Let us consider another example related to error-free programs. If we suppose that \(0<\,\) k \(\leqslant 100\), \(0<\,\) N \(\leqslant 100\), and replace N/k by (N-1)/k at line 11 of Fig. 1, neither slice contains any error. If we manage to verify the absence of errors on both slices, can we be sure that the initial program is error-free as well?

Bigger Slices vs. Weaker Soundness Property. One solution (adopted by [18, 25, 26]), cf. Sect. 6) proposes to ensure Property 1 even in presence of errors and potentially non-terminating loops by considering additional dependencies. This approach would basically lead to always preserving in the slice any (potentially non-terminating) loop or error-prone statement that can be executed before the slicing criterion. The resulting slices would be much bigger, and the benefit of performing V&V on slices would be very limited.

Saved entries:
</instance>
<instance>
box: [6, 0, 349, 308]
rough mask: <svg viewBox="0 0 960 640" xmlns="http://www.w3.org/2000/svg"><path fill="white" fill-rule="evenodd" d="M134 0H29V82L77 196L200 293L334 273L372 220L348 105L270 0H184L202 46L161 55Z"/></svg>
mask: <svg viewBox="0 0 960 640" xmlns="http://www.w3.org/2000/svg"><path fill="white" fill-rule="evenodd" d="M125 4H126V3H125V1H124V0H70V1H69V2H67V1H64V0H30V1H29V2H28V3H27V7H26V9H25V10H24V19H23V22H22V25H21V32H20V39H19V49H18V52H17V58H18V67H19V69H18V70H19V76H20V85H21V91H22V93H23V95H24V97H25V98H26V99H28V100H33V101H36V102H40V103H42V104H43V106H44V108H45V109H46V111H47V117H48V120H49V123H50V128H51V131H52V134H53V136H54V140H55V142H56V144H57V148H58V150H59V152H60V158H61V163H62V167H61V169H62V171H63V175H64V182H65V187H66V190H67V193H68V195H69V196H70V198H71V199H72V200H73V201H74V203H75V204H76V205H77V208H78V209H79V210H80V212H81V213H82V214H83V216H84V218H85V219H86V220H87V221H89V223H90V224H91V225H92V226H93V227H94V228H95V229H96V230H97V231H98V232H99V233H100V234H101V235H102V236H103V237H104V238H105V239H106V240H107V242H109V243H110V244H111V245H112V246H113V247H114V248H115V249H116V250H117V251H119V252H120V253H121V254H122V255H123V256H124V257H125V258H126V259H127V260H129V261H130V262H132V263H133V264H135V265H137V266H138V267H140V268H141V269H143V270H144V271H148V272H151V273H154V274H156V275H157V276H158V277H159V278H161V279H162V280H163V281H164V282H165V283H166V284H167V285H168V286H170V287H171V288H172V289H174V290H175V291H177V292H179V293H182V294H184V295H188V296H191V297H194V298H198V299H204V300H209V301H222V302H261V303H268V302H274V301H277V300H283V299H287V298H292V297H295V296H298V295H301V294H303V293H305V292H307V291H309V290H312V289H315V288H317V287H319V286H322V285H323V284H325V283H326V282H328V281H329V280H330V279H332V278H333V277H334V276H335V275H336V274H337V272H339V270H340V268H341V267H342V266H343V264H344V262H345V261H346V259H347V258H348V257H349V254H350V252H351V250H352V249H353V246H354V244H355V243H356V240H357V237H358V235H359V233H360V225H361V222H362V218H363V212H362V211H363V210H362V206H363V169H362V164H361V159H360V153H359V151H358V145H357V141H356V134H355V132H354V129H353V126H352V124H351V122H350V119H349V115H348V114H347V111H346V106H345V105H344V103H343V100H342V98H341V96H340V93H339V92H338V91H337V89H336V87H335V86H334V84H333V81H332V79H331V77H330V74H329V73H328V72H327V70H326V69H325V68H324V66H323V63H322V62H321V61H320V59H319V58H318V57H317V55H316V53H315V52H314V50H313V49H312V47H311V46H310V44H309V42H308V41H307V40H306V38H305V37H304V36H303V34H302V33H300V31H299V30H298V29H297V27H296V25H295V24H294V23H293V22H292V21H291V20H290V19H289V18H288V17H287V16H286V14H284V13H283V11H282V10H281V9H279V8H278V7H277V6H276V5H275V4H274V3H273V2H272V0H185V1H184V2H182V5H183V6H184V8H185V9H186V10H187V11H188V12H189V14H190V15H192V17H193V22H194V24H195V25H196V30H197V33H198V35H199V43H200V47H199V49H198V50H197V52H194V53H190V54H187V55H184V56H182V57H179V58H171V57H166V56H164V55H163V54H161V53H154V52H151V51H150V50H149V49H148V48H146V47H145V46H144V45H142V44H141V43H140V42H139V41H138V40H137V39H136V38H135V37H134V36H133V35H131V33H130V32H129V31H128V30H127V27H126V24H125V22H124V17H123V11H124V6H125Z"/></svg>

_What to work on_.
a) In the passage on program slicing, what expression replaces N/k at line 11 of Fig. 1?
b) Print the portion of the passage on program slicing that begins at the words "Let us consider" and stops after "be very limited.".
c) Carry on the passage on program slicing, starting right after its final sentence.

_Results by task_.
a) (N-1)/k

b)
Let us consider another example related to error-free programs. If we suppose that \(0<\,\) k \(\leqslant 100\), \(0<\,\) N \(\leqslant 100\), and replace N/k by (N-1)/k at line 11 of Fig. 1, neither slice contains any error. If we manage to verify the absence of errors on both slices, can we be sure that the initial program is error-free as well?

Bigger Slices vs. Weaker Soundness Property. One solution (adopted by [18, 25, 26]), cf. Sect. 6) proposes to ensure Property 1 even in presence of errors and potentially non-terminating loops by considering additional dependencies. This approach would basically lead to always preserving in the slice any (potentially non-terminating) loop or error-prone statement that can be executed before the slicing criterion. The resulting slices would be much bigger, and the benefit of performing V&V on slices would be very limited.

c)
For instance, to ensure that the executions of program (a) and slice (b) activated by test datum \(\sigma _4\) agree on all statements of slice (b), line 13 should be preserved in slice (b). That would result (by transitivity of dependencies) in keeping e.g. the loop at line 12 and lines 9–11 in slice (b) as well. Similarly, the loop at line 4 should be kept in slice (c) to avoid disagreeing executions for test datum \(\sigma _3\). The slices can become much bigger in this approach.

In this paper we propose relaxed slicing, an alternative approach that does not require to keep all loops or error-prone statements that can be executed before the slicing criterion, but ensures a weaker soundness property. We demonstrate that the new soundness property is sufficient to justify V&V on slices instead of the initial program. In particular, we show that reasons (i) and (ii) above are the only possible reasons of a hidden error, and investigate when the absence of errors in slices implies the absence of errors in the initial program.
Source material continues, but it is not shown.